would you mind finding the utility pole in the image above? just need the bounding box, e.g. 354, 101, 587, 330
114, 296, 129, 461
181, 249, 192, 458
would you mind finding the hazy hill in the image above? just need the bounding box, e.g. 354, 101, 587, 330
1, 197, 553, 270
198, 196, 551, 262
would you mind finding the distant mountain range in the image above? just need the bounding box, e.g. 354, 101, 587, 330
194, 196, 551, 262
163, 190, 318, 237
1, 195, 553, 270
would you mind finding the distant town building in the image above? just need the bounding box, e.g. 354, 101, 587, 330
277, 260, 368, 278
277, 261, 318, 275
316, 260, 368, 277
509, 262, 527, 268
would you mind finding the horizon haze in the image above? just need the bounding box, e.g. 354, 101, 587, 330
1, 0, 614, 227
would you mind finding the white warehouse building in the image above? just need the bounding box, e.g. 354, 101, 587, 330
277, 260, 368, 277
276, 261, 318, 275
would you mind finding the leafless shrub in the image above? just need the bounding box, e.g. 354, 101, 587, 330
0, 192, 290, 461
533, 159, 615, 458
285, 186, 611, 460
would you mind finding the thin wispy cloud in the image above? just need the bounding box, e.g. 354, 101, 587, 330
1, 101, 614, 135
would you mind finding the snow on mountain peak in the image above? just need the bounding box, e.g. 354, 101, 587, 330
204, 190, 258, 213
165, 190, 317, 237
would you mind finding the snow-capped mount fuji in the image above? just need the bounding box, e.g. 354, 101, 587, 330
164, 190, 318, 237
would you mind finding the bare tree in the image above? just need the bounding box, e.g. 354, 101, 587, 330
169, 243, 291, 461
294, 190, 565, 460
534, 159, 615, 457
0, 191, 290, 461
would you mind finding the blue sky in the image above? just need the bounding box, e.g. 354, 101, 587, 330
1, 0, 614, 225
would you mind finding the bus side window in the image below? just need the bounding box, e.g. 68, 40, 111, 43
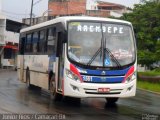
39, 30, 46, 53
47, 27, 56, 55
26, 34, 32, 53
32, 32, 39, 54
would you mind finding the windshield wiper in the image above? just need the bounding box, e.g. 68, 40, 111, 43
87, 24, 121, 68
87, 47, 102, 65
87, 45, 103, 65
105, 48, 121, 68
104, 38, 121, 68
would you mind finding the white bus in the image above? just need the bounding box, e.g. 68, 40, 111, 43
18, 16, 137, 104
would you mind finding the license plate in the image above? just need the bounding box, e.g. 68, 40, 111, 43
98, 88, 110, 93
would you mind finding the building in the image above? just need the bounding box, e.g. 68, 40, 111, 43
22, 0, 129, 25
0, 18, 21, 69
48, 0, 86, 17
48, 0, 128, 18
0, 1, 24, 69
22, 16, 52, 26
97, 1, 128, 17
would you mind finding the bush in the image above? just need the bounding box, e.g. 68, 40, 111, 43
153, 68, 160, 72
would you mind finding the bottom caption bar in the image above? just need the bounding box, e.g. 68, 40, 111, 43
0, 114, 66, 120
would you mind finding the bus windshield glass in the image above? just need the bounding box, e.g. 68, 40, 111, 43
68, 22, 135, 67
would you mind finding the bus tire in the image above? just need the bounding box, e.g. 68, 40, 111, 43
106, 98, 119, 104
50, 75, 62, 101
26, 69, 31, 88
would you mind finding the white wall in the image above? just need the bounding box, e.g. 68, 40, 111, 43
110, 11, 123, 17
0, 19, 5, 45
86, 0, 98, 10
4, 31, 19, 44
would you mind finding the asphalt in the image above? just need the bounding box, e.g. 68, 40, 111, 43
0, 70, 159, 120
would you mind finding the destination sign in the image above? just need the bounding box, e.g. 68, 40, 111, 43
77, 25, 124, 34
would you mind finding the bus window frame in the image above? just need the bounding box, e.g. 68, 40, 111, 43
39, 30, 47, 54
32, 31, 39, 54
21, 22, 66, 56
19, 34, 26, 55
25, 33, 33, 53
46, 27, 56, 55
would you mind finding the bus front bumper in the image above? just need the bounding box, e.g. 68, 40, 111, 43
63, 76, 136, 98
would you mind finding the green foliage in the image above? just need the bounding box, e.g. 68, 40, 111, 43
137, 81, 160, 93
138, 71, 160, 76
153, 68, 160, 72
138, 50, 156, 67
121, 0, 160, 67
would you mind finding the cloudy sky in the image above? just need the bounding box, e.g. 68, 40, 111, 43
1, 0, 140, 21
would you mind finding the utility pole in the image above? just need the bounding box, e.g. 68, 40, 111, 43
30, 0, 34, 26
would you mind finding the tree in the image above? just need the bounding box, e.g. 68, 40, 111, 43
120, 0, 160, 68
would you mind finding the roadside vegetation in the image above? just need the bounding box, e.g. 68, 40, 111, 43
137, 69, 160, 93
138, 72, 159, 76
137, 80, 160, 93
120, 0, 160, 69
117, 0, 160, 93
138, 68, 160, 76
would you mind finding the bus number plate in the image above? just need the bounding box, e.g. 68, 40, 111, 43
98, 88, 110, 93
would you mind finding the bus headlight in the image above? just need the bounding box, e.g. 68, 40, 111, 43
66, 69, 81, 82
125, 72, 136, 84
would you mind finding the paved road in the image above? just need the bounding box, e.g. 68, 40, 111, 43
0, 70, 159, 120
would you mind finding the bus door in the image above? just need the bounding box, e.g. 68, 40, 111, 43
57, 32, 65, 92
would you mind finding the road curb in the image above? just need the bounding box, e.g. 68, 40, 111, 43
137, 88, 160, 96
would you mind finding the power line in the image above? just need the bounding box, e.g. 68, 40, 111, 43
2, 10, 37, 21
2, 10, 30, 16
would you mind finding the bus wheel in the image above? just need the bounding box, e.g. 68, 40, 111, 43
106, 98, 119, 104
26, 69, 31, 88
50, 76, 62, 101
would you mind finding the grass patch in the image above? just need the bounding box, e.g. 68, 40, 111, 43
138, 71, 160, 76
137, 80, 160, 93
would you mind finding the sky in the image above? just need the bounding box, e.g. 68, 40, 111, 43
1, 0, 140, 22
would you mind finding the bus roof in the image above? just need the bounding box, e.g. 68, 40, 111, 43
20, 16, 132, 33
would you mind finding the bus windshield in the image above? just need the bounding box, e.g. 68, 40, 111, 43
68, 21, 135, 67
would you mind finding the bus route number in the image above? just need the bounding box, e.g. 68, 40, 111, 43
83, 76, 92, 82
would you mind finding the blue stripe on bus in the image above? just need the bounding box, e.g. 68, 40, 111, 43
81, 75, 124, 83
76, 66, 130, 76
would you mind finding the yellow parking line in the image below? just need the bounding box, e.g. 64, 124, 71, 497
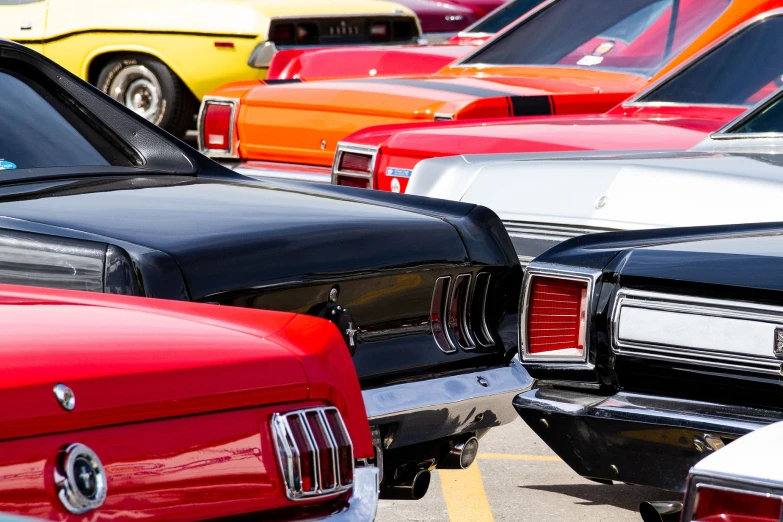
478, 453, 561, 462
440, 464, 495, 522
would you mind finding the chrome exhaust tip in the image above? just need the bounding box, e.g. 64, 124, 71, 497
438, 436, 480, 470
639, 501, 683, 522
379, 469, 432, 500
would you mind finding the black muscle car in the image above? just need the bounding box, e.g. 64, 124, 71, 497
516, 221, 783, 494
0, 40, 530, 499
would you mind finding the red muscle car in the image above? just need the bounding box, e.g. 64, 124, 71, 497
329, 7, 783, 191
202, 0, 776, 182
0, 285, 377, 521
265, 0, 545, 81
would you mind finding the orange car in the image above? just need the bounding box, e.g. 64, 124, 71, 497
200, 0, 780, 181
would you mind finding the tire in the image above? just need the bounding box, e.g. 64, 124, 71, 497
96, 53, 197, 138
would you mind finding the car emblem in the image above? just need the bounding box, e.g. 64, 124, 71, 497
774, 328, 783, 359
54, 443, 107, 514
53, 383, 75, 411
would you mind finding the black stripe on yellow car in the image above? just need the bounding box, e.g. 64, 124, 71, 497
12, 29, 259, 45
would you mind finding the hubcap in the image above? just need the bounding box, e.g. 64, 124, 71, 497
107, 65, 164, 124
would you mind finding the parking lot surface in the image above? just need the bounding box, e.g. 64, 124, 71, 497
377, 420, 681, 522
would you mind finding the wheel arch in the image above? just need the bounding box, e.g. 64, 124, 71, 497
84, 46, 197, 100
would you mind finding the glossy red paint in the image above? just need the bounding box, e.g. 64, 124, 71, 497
339, 104, 746, 192
266, 44, 474, 81
0, 285, 371, 520
396, 0, 480, 33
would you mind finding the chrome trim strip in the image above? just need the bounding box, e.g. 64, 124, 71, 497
612, 289, 783, 375
362, 360, 534, 449
625, 9, 783, 108
331, 142, 380, 185
198, 96, 240, 160
231, 164, 331, 184
520, 262, 601, 367
300, 467, 379, 522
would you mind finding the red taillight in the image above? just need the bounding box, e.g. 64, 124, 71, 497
371, 22, 390, 41
339, 152, 372, 174
272, 407, 354, 500
692, 485, 783, 522
202, 102, 233, 152
272, 23, 294, 42
336, 176, 370, 189
525, 276, 588, 359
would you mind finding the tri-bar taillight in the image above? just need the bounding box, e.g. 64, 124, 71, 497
199, 98, 239, 159
521, 265, 597, 363
686, 483, 783, 522
332, 143, 379, 189
431, 273, 495, 353
272, 407, 354, 500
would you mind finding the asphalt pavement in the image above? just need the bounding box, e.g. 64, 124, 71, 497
377, 420, 681, 522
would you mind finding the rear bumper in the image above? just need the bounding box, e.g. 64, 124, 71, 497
305, 467, 379, 522
513, 387, 783, 492
225, 160, 332, 184
363, 358, 533, 449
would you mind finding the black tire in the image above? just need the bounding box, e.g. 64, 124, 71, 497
96, 53, 197, 138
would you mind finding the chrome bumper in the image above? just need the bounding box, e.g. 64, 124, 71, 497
514, 388, 783, 491
305, 467, 379, 522
363, 359, 534, 449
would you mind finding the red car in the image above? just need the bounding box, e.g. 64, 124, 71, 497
266, 0, 546, 81
0, 285, 377, 521
332, 8, 782, 191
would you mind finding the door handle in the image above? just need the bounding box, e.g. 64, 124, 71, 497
20, 21, 32, 30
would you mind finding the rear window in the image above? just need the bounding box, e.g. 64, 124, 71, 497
639, 16, 783, 106
0, 66, 132, 171
467, 0, 547, 35
464, 0, 731, 76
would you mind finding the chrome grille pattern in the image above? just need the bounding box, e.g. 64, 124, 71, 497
431, 273, 494, 353
271, 407, 354, 500
613, 289, 783, 375
503, 220, 617, 241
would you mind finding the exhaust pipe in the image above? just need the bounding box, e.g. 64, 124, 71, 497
438, 436, 480, 470
379, 469, 432, 500
639, 501, 683, 522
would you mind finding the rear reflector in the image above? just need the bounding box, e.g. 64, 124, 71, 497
525, 276, 587, 359
692, 485, 783, 522
201, 102, 233, 152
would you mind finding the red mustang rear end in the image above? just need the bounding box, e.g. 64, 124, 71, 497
0, 286, 376, 521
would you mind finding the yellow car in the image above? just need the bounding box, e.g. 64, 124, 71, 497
0, 0, 420, 136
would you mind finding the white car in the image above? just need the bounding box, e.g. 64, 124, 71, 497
406, 86, 783, 264
676, 420, 783, 522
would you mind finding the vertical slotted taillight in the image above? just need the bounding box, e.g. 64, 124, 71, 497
522, 266, 597, 363
198, 98, 239, 159
272, 407, 354, 500
331, 143, 378, 189
686, 484, 783, 522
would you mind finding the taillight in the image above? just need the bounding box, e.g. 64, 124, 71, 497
332, 143, 378, 189
431, 272, 495, 354
272, 23, 294, 43
690, 485, 782, 522
370, 22, 390, 41
521, 265, 598, 363
199, 98, 238, 159
272, 407, 354, 500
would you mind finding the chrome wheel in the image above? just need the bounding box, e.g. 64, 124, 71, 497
107, 65, 164, 124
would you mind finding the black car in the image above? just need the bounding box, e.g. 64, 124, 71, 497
0, 40, 530, 499
515, 221, 783, 494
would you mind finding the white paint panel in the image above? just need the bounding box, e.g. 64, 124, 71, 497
618, 306, 778, 359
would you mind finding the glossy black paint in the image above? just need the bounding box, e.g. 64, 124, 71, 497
518, 221, 783, 491
0, 41, 522, 386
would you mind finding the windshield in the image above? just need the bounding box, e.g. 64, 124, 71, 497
0, 67, 130, 171
639, 16, 783, 107
467, 0, 547, 35
464, 0, 731, 76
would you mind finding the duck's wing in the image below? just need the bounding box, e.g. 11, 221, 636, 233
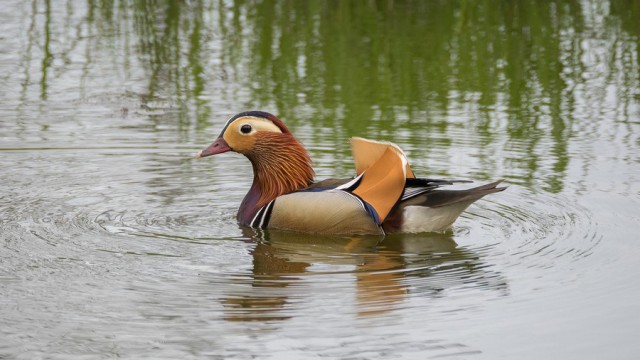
349, 146, 408, 223
351, 137, 415, 178
401, 179, 506, 207
401, 178, 473, 201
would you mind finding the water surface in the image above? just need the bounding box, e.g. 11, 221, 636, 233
1, 1, 639, 359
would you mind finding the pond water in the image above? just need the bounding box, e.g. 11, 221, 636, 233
1, 0, 639, 359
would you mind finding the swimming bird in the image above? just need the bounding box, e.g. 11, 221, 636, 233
196, 111, 505, 235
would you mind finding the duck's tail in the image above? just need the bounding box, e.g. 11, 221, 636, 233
384, 180, 507, 233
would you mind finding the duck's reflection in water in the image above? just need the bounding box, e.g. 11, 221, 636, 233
222, 229, 506, 322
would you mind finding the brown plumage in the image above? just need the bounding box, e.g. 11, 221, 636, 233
248, 132, 314, 210
196, 111, 506, 235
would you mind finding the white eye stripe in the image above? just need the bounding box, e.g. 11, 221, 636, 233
232, 117, 282, 134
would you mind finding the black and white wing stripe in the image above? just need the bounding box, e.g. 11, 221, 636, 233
249, 200, 276, 229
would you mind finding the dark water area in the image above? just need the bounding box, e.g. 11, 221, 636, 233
1, 0, 639, 359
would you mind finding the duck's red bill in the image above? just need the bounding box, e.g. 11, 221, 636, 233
196, 137, 231, 158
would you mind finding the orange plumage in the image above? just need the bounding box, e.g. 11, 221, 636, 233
248, 132, 314, 210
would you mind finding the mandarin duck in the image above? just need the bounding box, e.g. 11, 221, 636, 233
196, 111, 506, 235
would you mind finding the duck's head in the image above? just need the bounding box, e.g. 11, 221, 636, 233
196, 111, 292, 158
196, 111, 314, 210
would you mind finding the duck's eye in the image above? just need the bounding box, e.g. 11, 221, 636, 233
240, 124, 252, 134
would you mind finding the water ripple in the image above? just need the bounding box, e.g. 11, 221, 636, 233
0, 143, 605, 360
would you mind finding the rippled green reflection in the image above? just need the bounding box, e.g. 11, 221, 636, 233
16, 0, 640, 192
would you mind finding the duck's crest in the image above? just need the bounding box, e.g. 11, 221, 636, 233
222, 111, 291, 135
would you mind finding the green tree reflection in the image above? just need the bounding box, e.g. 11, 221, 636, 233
22, 0, 640, 193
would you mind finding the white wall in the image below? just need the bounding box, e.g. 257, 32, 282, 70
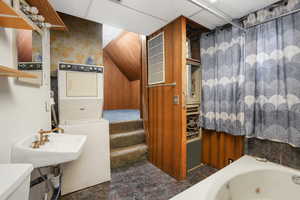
0, 1, 51, 164
0, 23, 51, 200
0, 29, 51, 164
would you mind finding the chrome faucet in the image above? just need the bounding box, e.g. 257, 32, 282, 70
292, 175, 300, 185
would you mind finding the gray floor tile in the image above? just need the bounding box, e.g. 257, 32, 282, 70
60, 161, 217, 200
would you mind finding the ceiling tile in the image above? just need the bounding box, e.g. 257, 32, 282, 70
86, 0, 166, 35
114, 0, 173, 21
49, 0, 93, 18
118, 0, 201, 21
190, 10, 225, 30
50, 0, 282, 35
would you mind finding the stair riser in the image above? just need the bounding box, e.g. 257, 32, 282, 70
110, 120, 143, 134
110, 132, 145, 149
111, 152, 147, 169
109, 120, 147, 169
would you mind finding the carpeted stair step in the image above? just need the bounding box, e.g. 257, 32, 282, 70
110, 144, 147, 169
110, 129, 145, 149
109, 120, 143, 134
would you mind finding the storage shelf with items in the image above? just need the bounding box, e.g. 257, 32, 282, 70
185, 19, 206, 172
23, 0, 67, 31
186, 57, 200, 65
0, 0, 67, 32
0, 0, 40, 32
0, 65, 38, 78
186, 105, 201, 140
145, 16, 209, 179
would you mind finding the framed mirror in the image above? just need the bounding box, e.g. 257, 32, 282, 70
16, 29, 43, 86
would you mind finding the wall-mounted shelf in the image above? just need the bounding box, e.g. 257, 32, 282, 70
0, 0, 42, 34
26, 0, 67, 31
0, 65, 38, 78
187, 136, 201, 143
0, 0, 67, 32
186, 58, 201, 66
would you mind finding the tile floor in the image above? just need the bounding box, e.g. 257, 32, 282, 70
60, 161, 218, 200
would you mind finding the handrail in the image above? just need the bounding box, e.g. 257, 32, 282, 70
146, 82, 176, 88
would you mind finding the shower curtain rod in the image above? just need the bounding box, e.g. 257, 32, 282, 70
246, 7, 300, 29
187, 0, 300, 32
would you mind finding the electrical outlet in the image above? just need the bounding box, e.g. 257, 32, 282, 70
45, 101, 50, 112
173, 95, 180, 104
228, 158, 234, 164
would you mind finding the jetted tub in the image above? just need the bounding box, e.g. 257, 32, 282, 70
171, 155, 300, 200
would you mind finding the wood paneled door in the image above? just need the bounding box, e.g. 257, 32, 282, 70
146, 17, 187, 180
202, 129, 245, 169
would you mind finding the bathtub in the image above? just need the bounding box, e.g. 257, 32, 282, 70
171, 155, 300, 200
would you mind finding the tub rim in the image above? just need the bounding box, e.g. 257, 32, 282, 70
205, 156, 300, 200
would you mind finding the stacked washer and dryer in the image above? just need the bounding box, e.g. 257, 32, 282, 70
57, 63, 111, 195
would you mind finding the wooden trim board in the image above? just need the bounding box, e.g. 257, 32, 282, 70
0, 65, 38, 78
202, 129, 244, 169
0, 0, 42, 33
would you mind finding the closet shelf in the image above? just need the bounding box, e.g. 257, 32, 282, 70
26, 0, 67, 31
0, 0, 67, 32
0, 0, 43, 34
186, 58, 201, 66
187, 136, 201, 143
0, 65, 38, 78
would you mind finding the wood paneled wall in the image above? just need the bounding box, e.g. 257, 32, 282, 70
130, 80, 141, 110
103, 51, 140, 110
147, 17, 187, 180
202, 129, 245, 169
105, 32, 141, 81
141, 35, 148, 136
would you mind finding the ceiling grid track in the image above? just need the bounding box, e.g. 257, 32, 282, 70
188, 9, 204, 18
187, 0, 246, 32
84, 0, 94, 18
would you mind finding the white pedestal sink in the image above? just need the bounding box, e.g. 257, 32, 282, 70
11, 134, 87, 168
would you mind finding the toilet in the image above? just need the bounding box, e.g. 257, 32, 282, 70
0, 164, 33, 200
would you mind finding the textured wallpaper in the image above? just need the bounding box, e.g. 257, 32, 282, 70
32, 31, 42, 62
50, 13, 103, 75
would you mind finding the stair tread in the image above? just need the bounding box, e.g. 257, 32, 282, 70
109, 120, 144, 134
111, 144, 147, 156
110, 129, 144, 138
109, 119, 143, 125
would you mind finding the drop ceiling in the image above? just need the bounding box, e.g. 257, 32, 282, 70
49, 0, 279, 35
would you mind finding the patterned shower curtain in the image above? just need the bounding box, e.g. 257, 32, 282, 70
244, 11, 300, 147
200, 0, 300, 145
200, 25, 245, 136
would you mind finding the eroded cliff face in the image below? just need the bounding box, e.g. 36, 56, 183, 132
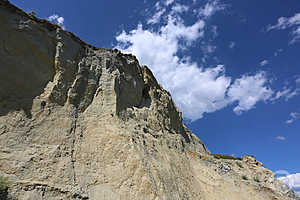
0, 1, 298, 200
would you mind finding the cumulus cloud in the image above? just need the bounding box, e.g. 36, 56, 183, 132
48, 14, 65, 29
227, 72, 273, 114
286, 112, 299, 124
260, 59, 269, 66
115, 0, 278, 121
276, 136, 286, 141
278, 173, 300, 196
267, 13, 300, 44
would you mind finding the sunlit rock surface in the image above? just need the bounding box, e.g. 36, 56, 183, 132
0, 1, 298, 199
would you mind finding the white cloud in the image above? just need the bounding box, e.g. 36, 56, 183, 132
290, 112, 298, 118
202, 45, 217, 54
211, 25, 218, 38
115, 0, 277, 121
260, 60, 269, 66
198, 0, 225, 18
164, 0, 174, 6
296, 76, 300, 84
286, 112, 299, 124
227, 72, 273, 114
147, 8, 166, 24
116, 18, 219, 121
272, 85, 300, 102
171, 4, 189, 14
48, 14, 65, 29
229, 41, 235, 49
274, 48, 283, 57
116, 29, 275, 120
148, 1, 190, 24
268, 13, 300, 44
57, 17, 64, 24
276, 136, 286, 141
278, 173, 300, 196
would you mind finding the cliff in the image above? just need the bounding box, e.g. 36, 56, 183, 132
0, 0, 298, 199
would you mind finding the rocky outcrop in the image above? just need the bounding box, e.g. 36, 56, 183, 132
0, 1, 298, 199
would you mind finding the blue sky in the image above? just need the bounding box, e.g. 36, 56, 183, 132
10, 0, 300, 195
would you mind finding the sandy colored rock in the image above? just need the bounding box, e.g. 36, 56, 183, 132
0, 1, 298, 199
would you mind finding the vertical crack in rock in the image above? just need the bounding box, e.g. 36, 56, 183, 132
70, 109, 78, 186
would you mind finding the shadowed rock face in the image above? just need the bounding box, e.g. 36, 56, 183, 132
0, 12, 55, 117
0, 1, 298, 200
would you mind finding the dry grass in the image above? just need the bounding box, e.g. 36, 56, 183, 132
187, 151, 199, 159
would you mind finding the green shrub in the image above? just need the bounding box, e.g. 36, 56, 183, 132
212, 154, 242, 160
242, 175, 248, 180
236, 162, 244, 168
0, 176, 10, 191
243, 154, 255, 158
253, 176, 260, 182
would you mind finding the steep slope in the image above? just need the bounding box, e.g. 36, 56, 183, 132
0, 1, 298, 199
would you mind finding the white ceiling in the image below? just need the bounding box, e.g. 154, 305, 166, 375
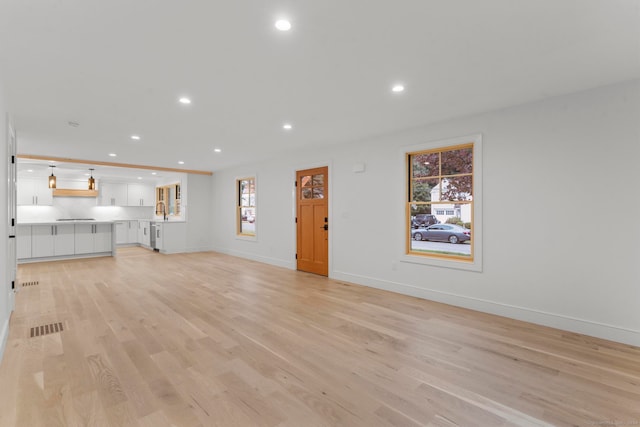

**Aim of the exercise**
From the line that holds "would you mind finding the vertical crack" down to the last line of the material above, every line is to be copied exactly, both ends included; pictures are to be omitted.

**Answer below**
would you mind finding the vertical crack in rock in the image above? just need the bounding box, e.g. 36, 56, 183, 132
70, 109, 78, 186
would you mind finding the shadowed rock face in the image above? just need the bounding box, e.g. 36, 56, 183, 132
0, 12, 55, 117
0, 1, 298, 200
would you mind finding the dry grass in the image above? just need the bounding box, e.g. 36, 56, 183, 132
187, 151, 199, 159
would you mind finding the green shrub in the image above? just need the bounding box, e.g. 36, 56, 183, 132
212, 154, 242, 160
242, 175, 248, 180
236, 162, 244, 168
0, 176, 10, 191
243, 154, 255, 158
253, 176, 260, 182
would you mind finding the steep slope in the image above? just need the bounding box, e.g. 36, 56, 183, 132
0, 1, 298, 199
would you mind finding the white ceiling in the image below? just need the bounding box, e.g. 154, 305, 166, 375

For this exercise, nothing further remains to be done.